• [INSTRUCTIONS FOR THE TASK]: Reproduce verbatim every line of the items from the line containing "Return one point per instance of the man in" through the final line of the items, inclusive of both ends.

• [RECORDS SHOWN]:
○ ○ ○ ○ ○

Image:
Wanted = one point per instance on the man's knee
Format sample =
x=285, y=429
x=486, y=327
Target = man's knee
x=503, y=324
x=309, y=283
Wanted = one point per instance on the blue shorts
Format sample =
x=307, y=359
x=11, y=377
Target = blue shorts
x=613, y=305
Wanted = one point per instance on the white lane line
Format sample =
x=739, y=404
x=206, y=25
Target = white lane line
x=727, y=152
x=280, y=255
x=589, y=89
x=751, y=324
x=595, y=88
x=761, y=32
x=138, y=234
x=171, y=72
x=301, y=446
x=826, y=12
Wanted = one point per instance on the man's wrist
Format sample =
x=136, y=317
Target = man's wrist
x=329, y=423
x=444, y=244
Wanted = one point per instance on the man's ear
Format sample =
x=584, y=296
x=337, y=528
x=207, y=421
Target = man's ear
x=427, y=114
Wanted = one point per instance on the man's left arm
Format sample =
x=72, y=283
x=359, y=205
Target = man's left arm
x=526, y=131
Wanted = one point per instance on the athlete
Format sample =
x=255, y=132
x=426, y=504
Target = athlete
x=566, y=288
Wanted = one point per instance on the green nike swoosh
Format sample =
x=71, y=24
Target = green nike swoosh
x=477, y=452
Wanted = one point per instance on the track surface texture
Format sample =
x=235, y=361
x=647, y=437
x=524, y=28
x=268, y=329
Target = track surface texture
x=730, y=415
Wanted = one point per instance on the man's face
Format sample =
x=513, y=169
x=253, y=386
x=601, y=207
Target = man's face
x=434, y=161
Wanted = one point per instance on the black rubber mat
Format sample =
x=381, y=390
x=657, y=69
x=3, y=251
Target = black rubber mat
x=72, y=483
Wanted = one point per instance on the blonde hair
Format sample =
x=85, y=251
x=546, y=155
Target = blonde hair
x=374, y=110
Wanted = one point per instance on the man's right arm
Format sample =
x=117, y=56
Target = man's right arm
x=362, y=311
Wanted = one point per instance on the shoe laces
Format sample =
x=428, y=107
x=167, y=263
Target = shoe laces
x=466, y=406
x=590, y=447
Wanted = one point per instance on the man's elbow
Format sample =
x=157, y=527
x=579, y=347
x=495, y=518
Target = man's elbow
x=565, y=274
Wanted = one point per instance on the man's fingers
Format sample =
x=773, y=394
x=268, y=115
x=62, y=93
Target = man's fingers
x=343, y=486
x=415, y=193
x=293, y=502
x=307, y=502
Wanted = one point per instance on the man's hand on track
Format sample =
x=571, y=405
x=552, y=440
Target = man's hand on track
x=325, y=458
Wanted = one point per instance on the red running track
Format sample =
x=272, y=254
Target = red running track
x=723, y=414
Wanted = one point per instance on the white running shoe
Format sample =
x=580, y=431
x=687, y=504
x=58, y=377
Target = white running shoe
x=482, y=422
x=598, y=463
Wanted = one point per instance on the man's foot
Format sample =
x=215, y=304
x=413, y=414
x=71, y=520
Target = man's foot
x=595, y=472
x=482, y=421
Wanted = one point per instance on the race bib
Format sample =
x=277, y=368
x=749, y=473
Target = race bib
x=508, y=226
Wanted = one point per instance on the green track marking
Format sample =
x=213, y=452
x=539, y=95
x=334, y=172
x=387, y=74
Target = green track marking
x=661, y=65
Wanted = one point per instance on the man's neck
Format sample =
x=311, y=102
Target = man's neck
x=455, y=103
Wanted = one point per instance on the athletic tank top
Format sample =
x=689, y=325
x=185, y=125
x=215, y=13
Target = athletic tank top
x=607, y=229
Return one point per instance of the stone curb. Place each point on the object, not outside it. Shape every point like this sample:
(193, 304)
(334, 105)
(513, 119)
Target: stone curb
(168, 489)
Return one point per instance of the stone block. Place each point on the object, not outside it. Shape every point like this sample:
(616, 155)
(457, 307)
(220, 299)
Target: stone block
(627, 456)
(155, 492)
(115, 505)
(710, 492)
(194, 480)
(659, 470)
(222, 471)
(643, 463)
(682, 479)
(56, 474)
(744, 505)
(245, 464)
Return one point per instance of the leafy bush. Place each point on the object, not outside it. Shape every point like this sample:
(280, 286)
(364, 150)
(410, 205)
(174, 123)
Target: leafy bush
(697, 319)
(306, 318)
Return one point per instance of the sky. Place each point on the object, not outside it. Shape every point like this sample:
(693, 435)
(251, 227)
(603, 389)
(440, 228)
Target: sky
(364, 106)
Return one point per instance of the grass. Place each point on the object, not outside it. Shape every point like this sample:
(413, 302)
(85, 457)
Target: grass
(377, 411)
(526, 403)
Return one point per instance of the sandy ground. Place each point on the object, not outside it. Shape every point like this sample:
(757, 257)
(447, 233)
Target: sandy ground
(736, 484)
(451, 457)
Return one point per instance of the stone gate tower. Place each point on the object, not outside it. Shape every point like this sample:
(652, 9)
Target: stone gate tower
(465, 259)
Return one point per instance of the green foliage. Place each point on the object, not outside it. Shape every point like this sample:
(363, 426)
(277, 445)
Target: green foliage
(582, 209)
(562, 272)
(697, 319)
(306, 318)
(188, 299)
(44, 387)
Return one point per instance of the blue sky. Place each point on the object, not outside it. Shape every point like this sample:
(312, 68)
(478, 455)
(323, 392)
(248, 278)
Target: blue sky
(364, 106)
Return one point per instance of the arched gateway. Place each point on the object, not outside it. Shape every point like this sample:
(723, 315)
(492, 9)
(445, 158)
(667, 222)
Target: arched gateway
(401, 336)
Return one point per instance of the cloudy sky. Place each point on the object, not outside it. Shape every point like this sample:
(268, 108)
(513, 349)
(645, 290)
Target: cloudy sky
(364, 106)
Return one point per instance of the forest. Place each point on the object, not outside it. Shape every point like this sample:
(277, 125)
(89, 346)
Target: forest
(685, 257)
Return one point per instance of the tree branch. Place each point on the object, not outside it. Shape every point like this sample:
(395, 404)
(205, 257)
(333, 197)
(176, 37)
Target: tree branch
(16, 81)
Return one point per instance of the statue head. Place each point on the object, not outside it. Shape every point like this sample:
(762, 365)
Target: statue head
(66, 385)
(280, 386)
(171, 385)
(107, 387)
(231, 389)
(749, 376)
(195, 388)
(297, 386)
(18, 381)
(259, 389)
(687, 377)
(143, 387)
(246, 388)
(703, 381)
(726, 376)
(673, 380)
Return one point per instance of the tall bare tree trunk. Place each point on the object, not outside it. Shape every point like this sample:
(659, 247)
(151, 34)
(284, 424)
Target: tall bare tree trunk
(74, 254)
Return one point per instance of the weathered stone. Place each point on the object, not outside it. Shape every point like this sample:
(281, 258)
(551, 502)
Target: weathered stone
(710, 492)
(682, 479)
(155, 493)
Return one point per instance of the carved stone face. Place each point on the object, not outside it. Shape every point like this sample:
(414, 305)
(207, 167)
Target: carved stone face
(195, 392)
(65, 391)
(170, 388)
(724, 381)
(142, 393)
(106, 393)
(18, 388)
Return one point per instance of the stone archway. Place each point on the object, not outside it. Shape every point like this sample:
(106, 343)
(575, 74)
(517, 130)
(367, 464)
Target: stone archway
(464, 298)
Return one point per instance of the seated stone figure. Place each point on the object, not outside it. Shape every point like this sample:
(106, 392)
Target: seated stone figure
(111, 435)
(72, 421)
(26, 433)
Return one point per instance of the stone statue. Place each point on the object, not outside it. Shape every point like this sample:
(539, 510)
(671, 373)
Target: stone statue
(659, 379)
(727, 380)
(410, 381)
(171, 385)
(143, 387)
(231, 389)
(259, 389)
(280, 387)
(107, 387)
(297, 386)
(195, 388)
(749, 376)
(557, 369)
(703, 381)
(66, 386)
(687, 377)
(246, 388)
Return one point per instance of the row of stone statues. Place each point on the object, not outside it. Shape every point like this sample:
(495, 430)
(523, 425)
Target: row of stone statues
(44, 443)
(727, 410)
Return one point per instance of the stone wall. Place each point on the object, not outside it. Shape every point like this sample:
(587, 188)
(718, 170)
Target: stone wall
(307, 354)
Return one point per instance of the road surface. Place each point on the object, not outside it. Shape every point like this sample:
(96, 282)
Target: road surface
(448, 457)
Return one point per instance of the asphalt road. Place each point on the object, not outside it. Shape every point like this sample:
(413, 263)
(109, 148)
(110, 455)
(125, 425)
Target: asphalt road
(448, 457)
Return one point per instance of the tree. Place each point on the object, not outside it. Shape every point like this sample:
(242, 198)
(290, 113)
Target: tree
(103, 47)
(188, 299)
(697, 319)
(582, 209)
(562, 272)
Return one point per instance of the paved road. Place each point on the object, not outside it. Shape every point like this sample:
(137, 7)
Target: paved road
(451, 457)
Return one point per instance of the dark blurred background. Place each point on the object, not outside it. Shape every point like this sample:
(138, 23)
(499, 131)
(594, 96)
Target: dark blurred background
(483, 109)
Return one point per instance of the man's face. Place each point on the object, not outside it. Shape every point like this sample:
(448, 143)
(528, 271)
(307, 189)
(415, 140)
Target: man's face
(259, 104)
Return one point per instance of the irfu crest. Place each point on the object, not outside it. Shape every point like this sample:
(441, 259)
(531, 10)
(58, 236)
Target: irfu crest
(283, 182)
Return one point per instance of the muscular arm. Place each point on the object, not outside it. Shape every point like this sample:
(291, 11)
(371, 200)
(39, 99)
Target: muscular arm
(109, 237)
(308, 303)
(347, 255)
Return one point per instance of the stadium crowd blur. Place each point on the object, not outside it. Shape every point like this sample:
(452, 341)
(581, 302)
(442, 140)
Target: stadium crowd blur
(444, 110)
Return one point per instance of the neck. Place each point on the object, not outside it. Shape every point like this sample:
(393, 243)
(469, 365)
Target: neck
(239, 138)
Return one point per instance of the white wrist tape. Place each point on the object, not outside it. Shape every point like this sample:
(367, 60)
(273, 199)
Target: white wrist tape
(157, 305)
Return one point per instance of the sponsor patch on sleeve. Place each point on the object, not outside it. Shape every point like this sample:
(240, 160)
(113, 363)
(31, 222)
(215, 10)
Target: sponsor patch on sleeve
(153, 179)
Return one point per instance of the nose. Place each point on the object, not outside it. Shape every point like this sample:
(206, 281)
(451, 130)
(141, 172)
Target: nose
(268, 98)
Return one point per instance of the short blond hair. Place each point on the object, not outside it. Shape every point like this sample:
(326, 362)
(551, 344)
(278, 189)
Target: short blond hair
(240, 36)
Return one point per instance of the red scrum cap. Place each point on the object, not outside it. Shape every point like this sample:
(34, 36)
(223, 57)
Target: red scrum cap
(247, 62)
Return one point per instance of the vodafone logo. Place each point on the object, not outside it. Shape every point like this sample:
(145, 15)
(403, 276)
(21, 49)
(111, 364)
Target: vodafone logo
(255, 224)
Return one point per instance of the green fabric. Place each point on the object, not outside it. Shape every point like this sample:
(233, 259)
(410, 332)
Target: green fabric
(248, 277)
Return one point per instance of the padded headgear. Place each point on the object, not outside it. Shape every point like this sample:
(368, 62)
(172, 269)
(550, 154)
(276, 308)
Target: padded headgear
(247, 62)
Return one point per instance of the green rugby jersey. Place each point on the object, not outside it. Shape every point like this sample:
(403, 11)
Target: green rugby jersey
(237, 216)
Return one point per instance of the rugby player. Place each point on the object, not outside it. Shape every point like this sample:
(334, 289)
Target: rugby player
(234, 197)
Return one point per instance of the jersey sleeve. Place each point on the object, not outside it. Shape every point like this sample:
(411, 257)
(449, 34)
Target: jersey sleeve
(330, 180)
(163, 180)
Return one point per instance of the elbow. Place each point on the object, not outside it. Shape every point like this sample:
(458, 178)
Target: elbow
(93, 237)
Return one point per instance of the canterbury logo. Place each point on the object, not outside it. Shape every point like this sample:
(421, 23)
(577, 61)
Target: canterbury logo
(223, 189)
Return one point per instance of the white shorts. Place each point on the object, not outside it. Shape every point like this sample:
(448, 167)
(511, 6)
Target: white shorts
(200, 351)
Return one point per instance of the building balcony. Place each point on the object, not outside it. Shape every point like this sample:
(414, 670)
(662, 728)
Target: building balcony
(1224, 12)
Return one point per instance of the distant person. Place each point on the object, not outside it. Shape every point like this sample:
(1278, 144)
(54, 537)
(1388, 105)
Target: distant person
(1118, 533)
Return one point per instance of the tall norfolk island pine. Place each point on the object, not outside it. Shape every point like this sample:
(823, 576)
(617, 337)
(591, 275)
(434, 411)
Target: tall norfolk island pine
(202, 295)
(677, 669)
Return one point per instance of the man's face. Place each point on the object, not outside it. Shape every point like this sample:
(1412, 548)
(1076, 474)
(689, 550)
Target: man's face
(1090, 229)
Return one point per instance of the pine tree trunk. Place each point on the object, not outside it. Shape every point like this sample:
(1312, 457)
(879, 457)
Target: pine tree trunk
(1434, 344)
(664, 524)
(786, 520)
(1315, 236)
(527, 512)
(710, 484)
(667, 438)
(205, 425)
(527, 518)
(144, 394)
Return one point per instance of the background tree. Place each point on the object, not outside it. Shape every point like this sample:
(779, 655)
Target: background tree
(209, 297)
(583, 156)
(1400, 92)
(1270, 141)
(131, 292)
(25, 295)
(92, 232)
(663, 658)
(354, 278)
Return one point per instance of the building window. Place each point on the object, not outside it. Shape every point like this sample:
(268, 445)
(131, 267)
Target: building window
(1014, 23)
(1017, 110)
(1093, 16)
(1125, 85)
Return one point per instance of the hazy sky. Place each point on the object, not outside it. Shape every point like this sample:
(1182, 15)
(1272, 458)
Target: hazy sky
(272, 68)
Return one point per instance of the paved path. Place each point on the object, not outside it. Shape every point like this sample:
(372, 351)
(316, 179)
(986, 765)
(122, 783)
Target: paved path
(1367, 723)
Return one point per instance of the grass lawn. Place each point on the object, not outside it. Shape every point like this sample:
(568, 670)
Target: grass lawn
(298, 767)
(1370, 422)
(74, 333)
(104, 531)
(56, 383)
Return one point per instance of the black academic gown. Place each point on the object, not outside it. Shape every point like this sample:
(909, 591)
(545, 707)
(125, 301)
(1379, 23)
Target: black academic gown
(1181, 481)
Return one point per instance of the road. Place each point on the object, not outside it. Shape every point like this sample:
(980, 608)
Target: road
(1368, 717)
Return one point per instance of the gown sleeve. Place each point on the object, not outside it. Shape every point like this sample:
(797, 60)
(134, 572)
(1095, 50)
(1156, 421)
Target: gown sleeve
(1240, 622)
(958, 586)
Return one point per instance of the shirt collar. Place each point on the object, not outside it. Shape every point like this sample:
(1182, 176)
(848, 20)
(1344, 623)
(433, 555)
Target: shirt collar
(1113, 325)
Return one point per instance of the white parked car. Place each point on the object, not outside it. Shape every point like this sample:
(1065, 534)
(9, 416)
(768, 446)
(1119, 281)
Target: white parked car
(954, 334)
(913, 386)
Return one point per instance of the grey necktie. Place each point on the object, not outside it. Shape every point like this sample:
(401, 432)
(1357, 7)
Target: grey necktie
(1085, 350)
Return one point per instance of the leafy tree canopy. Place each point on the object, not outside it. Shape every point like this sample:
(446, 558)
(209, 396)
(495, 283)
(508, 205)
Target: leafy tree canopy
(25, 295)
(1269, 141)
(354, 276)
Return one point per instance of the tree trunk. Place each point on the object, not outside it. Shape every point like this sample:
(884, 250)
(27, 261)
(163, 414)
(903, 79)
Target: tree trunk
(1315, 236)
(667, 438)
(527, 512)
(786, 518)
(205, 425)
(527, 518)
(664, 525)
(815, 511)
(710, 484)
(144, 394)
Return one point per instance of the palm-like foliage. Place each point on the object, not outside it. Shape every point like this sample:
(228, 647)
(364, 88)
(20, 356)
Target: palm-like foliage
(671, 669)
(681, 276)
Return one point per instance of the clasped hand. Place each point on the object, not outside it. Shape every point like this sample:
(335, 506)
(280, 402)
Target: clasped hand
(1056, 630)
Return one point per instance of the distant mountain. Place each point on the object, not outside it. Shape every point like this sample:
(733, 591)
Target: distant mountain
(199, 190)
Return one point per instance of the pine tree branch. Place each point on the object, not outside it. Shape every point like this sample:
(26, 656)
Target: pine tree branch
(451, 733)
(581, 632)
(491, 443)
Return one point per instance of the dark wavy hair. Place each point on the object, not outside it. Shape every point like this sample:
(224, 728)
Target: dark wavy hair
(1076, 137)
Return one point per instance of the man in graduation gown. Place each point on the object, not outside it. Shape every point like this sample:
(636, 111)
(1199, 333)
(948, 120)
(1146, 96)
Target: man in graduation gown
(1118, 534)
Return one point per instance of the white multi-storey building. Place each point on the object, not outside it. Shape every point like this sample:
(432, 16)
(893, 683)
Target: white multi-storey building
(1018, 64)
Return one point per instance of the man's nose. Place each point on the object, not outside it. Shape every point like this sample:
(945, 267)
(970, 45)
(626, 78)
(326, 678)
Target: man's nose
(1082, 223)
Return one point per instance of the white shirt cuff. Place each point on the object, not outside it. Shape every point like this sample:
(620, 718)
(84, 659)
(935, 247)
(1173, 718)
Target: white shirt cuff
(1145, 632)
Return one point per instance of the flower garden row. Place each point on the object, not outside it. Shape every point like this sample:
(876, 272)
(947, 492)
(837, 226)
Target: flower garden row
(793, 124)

○ ○ ○ ○ ○

• [ANSWER TO THIS EXERCISE]:
Return one point per instance of the man in graduation gown. Place each point on the object, not outside it. Shape every point like this sample:
(636, 111)
(1199, 333)
(948, 120)
(1146, 96)
Target: man in graduation gown
(1118, 534)
Return one point per instance of the white multi-storey building. Place each point on the object, not outside it. Shape every point like this sample:
(432, 16)
(893, 683)
Target: white multi-storey building
(1018, 64)
Return one point per instance of the man's nose. Place each point on the object, not outside it. Shape every point like this sample:
(945, 267)
(970, 45)
(626, 78)
(326, 678)
Target: man's nose
(1082, 223)
Return one point per instance of the white shirt cuff. Place each point on the object, not outside it. Shape every point like this sample:
(620, 718)
(84, 659)
(935, 247)
(1173, 718)
Target: white shirt cuff
(1145, 632)
Return one point per instance of the flower garden row. Place each point on the object, not outside it. Shape every point like this sample:
(876, 272)
(947, 492)
(837, 226)
Target: flower garden row
(793, 124)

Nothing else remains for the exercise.